▶ [Text block]:
‘YOU ask, what is our aim? It is victory. Victory at all costs – Victory in spite of all terrors – Victory, however long and hard the road may be, for without victory there is no survival.’ – Winston Churchill, speech to Parliament, May 13, 1940
In this Sunday’s TCW, Kathy Gyngell wrote of the relentless assault on our liberties which is rapidly dragging us from democracy to tyranny. Despite this gloomy scenario, she maintained that ‘all is not lost’. As we witness the dismantling of once-free societies across the world, matters seem unstoppable and irreversible. Yet we must retain hope and hold to the belief that it is not yet over.
In his speech to the House in May 1940, Churchill acknowledged the dark clouds gathering but was steadfast in his assertion that defeat was unthinkable. There would be ‘no survival’ for a country which would be under the jackboot of tyranny and slaves to the German Reich.

▶ [Problem to solve]: Extend the essay above on Churchill's May 1940 speech and the threat to liberty, picking up after its last sentence.

Dataset excerpts

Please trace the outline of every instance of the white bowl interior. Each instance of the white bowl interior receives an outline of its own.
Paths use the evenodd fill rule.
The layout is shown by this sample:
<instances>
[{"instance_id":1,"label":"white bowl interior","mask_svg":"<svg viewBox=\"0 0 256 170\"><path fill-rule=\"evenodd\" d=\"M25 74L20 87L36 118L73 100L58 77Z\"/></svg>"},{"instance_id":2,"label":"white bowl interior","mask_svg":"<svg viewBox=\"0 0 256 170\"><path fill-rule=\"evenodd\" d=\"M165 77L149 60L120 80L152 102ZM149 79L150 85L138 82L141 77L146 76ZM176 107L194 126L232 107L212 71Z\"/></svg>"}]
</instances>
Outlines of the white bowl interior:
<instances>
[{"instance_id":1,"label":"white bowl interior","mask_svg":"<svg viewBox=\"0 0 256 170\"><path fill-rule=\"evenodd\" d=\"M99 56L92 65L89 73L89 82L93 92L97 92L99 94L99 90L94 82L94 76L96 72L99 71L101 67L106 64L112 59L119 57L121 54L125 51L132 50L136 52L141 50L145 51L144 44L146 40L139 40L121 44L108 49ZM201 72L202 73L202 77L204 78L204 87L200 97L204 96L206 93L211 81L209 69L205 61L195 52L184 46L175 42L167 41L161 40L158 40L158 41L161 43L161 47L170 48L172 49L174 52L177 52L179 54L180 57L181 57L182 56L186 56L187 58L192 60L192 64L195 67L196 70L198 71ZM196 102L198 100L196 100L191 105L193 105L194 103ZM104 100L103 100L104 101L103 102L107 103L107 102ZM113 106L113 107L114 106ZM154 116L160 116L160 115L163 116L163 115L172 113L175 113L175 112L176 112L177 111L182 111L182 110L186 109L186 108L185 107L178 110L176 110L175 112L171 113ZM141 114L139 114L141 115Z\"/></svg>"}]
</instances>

▶ [Answer section]:
As Churchill spoke, Europe was in turmoil. The Wehrmacht had poured into the Low Countries and the Battle of France had just begun. Within six weeks a disastrous military campaign and a catalogue of intelligence errors culminated in the Fall of France and the French request for a British armistice with Nazi Germany. The Ambassador to France, Sir Ronald Campbell, was appalled. ‘Peace under such circumstances,’ he warned, ‘would mean centuries of servitude.’
The French were equally incredulous on hearing that Britain would not seek her own peace terms with Hitler. Marshal Philippe Pétain, who would head the collaborationist Vichy government, asked British liaison officer Edward Spears: ‘What could you achieve where the French Army has failed?’ Turned out it was quite a lot.
In June 1940 a German invasion of England seemed imminent, yet against all the odds Britain’s ‘Finest Hour’ was about to begin.
The French surrender and subsequent collaboration was based on the mistaken belief that the war was over, Germany was victorious and Adolf Hitler would lead a New World Order. Pétain believed collaborating would gain France a favoured place at the table, yet two million French prisoners of war remained captive whilst one in seven Frenchmen aged between 20 and 40 were sent to work in labour camps in the east. By September 1940 food rations were less than 1,300 calories daily and declined even further as the war continued.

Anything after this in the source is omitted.